Count the lines of the records below that contain the string "shirt". State only the number.
------ Records supplied
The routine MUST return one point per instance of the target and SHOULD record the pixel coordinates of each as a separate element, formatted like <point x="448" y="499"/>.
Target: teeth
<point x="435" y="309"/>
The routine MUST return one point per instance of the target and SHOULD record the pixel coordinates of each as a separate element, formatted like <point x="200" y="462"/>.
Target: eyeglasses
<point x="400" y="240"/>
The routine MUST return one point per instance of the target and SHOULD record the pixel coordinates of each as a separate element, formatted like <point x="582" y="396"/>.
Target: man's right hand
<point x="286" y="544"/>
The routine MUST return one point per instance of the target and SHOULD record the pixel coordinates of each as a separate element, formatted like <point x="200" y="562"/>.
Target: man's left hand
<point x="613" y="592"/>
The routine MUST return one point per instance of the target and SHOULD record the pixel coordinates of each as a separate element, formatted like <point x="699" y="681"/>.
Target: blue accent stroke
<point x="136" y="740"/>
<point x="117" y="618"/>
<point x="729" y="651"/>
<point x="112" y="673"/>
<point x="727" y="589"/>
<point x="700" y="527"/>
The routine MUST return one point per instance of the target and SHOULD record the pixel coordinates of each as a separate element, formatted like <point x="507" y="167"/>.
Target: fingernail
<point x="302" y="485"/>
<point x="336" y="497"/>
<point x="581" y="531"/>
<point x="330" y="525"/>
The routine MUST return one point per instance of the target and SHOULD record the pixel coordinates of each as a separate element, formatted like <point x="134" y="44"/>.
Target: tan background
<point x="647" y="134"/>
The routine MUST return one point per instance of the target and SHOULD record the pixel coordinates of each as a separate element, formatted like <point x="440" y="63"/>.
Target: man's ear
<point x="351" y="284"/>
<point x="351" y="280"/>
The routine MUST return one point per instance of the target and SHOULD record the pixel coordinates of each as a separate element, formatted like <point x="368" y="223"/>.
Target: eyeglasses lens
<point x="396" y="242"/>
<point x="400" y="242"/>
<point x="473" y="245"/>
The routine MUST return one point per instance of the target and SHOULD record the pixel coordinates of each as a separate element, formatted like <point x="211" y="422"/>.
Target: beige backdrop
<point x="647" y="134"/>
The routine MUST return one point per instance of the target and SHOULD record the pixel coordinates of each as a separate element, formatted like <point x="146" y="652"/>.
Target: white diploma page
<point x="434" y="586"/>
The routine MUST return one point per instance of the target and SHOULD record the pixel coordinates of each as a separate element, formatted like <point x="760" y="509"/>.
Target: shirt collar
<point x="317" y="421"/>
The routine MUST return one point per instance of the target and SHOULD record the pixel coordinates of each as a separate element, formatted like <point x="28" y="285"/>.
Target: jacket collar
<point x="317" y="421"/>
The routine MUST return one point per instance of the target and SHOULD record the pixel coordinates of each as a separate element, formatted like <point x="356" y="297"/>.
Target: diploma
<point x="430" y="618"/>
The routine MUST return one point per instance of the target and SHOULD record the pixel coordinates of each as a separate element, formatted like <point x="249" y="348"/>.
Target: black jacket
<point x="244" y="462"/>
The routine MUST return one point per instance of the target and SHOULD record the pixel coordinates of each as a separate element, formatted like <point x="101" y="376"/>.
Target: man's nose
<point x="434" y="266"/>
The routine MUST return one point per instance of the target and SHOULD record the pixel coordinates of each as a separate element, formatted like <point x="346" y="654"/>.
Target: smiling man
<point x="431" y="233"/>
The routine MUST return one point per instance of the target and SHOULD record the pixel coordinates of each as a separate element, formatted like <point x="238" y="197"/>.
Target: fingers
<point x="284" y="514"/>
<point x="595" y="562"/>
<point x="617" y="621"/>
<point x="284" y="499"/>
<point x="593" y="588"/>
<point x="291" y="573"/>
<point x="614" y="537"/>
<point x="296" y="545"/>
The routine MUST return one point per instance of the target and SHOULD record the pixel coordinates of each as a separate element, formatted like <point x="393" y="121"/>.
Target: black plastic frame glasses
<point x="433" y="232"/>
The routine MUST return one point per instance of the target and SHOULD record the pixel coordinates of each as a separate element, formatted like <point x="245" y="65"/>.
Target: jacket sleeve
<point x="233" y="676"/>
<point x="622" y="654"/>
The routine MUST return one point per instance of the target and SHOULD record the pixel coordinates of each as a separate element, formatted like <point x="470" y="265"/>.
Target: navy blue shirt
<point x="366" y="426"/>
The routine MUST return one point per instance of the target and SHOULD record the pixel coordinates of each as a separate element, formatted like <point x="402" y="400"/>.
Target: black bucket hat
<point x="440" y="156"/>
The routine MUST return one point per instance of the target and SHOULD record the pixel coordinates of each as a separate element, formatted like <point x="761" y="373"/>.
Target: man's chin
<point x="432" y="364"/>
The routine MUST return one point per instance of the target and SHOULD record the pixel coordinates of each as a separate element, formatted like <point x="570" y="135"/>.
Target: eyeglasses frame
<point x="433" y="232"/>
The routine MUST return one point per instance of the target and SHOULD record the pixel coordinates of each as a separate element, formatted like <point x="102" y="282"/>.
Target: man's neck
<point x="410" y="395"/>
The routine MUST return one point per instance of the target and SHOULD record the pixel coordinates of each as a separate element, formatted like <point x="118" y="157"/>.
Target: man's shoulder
------------
## Exercise result
2